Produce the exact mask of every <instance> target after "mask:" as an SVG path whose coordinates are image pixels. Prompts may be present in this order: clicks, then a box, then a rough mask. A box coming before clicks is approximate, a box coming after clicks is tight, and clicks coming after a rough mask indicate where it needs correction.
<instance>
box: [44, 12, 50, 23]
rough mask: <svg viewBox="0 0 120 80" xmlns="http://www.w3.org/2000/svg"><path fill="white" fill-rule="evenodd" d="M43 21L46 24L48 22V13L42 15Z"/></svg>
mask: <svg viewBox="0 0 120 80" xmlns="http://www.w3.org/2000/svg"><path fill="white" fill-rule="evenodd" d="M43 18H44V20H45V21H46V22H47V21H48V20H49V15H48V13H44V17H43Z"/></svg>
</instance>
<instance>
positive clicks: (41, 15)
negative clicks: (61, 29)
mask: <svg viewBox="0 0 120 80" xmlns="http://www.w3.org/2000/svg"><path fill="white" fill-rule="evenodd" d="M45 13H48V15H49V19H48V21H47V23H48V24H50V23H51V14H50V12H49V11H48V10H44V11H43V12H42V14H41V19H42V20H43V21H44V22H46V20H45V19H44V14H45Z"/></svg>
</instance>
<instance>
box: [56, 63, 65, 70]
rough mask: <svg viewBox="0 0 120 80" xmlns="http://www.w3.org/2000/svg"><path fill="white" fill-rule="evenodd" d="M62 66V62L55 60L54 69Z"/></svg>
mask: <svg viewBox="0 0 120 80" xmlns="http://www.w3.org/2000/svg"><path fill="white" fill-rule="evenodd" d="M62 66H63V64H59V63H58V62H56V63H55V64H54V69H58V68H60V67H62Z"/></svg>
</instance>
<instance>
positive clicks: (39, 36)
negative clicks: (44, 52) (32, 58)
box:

§ §

Work item
Copy every line of the records above word for word, changing nothing.

Finished exercise
Produce the exact mask of every <instance> target after "mask:" as an SVG path whose coordinates are image pixels. Prompts may be present in this order: clicks, then a box, then a rough mask. A box coming before clicks is approximate, a box coming after clicks is tight, and clicks coming after a rough mask indicate where it needs correction.
<instance>
box: [44, 12, 50, 23]
rough mask: <svg viewBox="0 0 120 80" xmlns="http://www.w3.org/2000/svg"><path fill="white" fill-rule="evenodd" d="M43 21L46 24L48 22V13L42 15Z"/></svg>
mask: <svg viewBox="0 0 120 80" xmlns="http://www.w3.org/2000/svg"><path fill="white" fill-rule="evenodd" d="M43 18H44V20H45V21H46V22H47V21H48V20H49V15H48V13H44V17H43Z"/></svg>
</instance>
<instance>
positive clicks: (41, 15)
negative clicks: (61, 29)
mask: <svg viewBox="0 0 120 80" xmlns="http://www.w3.org/2000/svg"><path fill="white" fill-rule="evenodd" d="M45 13H48V15H49V19H48V21H47V23H48V24H50V23H51V14H50V12H49V11H48V10H44V11H43V12H42V14H41V19H42V20H43V21H44V22H46V20H45V19H44V14H45Z"/></svg>
</instance>
<instance>
box: [56, 63, 65, 70]
rough mask: <svg viewBox="0 0 120 80" xmlns="http://www.w3.org/2000/svg"><path fill="white" fill-rule="evenodd" d="M62 66V62L55 60L54 69Z"/></svg>
mask: <svg viewBox="0 0 120 80" xmlns="http://www.w3.org/2000/svg"><path fill="white" fill-rule="evenodd" d="M62 66H63V64H59V63H58V62H56V63H55V64H54V69H58V68H60V67H62Z"/></svg>
</instance>
<instance>
positive clicks: (39, 36)
negative clicks: (44, 52) (32, 58)
box:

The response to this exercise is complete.